++++ Extracted text ++++

Not another 95 point Halliday $20 bargain
I read today’s mailer from Bert Werden at Winestar with interest as I do most Tuesday mornings. I can’t remember a Tuesday when it didn’t start with a 95 point Halliday sub-$20 bargain, but today the mailer was headed 97 Point Tyrrells & Barossa GSM Vs Rhone.
It didn’t begin the usual way either, but with Bert talking about an email from a subscriber who was ‘critical of our wine choices in The WineStar Journal citing that we “always went for high pointed wines”. Tongue in cheek, I asked in reply if he preferred we promoted the low rated, overpriced and those performing poorly at our own tasting.’
‘The gentleman clarified that, while he disagreed with high ratings on some wines by some critics, he disagreed with low ratings on others. Indeed I totally agree. For every wine that is overrated, there is another that is underrated but we rarely hear about those …’
That’s our job: finding great wines you rarely hear about
Bert adds a strange twist before he dives into his usual sales spiel: ‘I could count on one hand the number of times this decade that I have rated a wine higher than mainstream wine commentators.’ I don’t recall ever seeing his ratings in his weekly mailer, but I think he’s saying most of the scores from the other guys are inflated yet he’s happy to use them to flog his grog.

++++ Records shown ++++

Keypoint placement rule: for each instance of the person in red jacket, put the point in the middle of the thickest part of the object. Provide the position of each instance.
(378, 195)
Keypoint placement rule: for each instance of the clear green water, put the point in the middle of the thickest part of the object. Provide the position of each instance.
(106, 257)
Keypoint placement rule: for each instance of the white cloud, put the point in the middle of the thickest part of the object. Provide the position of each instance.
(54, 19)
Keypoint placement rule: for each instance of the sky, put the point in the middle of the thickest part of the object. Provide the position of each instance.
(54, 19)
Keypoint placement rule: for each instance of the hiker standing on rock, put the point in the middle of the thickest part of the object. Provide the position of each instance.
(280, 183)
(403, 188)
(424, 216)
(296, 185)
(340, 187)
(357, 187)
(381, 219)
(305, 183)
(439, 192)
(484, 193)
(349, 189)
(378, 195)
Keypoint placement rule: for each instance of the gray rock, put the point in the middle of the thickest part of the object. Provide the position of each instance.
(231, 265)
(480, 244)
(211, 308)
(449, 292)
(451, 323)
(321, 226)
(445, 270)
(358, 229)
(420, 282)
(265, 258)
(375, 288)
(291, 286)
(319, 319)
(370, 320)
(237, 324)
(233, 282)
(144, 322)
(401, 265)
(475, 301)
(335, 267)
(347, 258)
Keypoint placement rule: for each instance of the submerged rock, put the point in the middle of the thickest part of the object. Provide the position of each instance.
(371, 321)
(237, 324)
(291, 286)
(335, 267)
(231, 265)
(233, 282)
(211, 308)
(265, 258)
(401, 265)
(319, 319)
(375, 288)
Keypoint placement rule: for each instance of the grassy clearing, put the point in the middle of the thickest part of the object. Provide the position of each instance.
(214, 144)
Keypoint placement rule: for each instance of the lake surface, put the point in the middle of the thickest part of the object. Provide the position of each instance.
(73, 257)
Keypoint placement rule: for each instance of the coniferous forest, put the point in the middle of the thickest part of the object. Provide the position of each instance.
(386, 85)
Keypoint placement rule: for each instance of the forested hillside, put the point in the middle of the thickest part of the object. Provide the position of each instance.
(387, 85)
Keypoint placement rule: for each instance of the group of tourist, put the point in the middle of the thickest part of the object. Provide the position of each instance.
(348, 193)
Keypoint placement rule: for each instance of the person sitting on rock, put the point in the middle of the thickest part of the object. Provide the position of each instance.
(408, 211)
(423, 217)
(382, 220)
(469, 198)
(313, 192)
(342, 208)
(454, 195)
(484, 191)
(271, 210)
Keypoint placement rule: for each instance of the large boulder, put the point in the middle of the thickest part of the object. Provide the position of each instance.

++++

#### What to do
**1)** According to the post above about the Winestar mailer, what heading did today's mailer carry?
**2)** Write the next few paragraphs of the Winestar mailer post, continuing after its last sentence.

#### Response list
**1)** 97 Point Tyrrells & Barossa GSM Vs Rhone

**2)**
We don’t sell wine. If we did, we’d probably do what Bert does. Andrew Caillard made the point in a recent Gourmet Traveller Wine article – we discuss it in Wine Poetry and Perfect Scores – that tasting notes and scores for wines have become ‘bankable consumer currency.’ Other merchants and wineries use Halliday’s scores (and those of other reviewers) to promote their wines. Why should Bert do anything different?
We’ve probably said enough about Halliday’s inflated scores in James’ top picks in the 2015 Wine Companion. The rest of the guys – Messrs Walsh, Mattinson and Bennie at the Winefront, Huon Hooke and Tyson Stelzer – usually come up with more reliable scores some 3-5 points lower than Halliday’s.
Our ratings aren’t bankable currency
And we’re happy with that. Best Wines is a tiny island in the ocean of the wine business. we’re not on anyone’s radar so we can say outrageous things without people suing us. I have no conflicts of interest. I sometimes wonder what happens when Campbell Mattinson writes reviews for Halliday’s wine companion. Does he inflate his scores to Halliday’s level, and deflate them when he has his Winefront hat on?
Campbell is also the editor of The Wine Companion magazine, that glossy collection of stories, advertorials and infomercials. ‘I like things to be clear,’ I wrote in The Flawless World of James Halliday’s Wine Companion. ‘I like to know when an ad is an ad, and when a story is a story. I loathe advertorials, infomercials, features and promotions disguised as stories.’
In the Wine Companion magazine, all these elements are blended into a smooth gravy for easy and uncritical consumption.’ In my more recent post Pulling the Cork on Ethics in Wine Writing, I wrote about an ABC program late last year that discussed ethics in wine writing, where the representative of Hardie Grant (Publishers of the WC magazine) said he couldn’t see anything wrong with James’ top 100 wineries having to pay for a full listing in the magazine’s supplement. As I said, I like things to be clear.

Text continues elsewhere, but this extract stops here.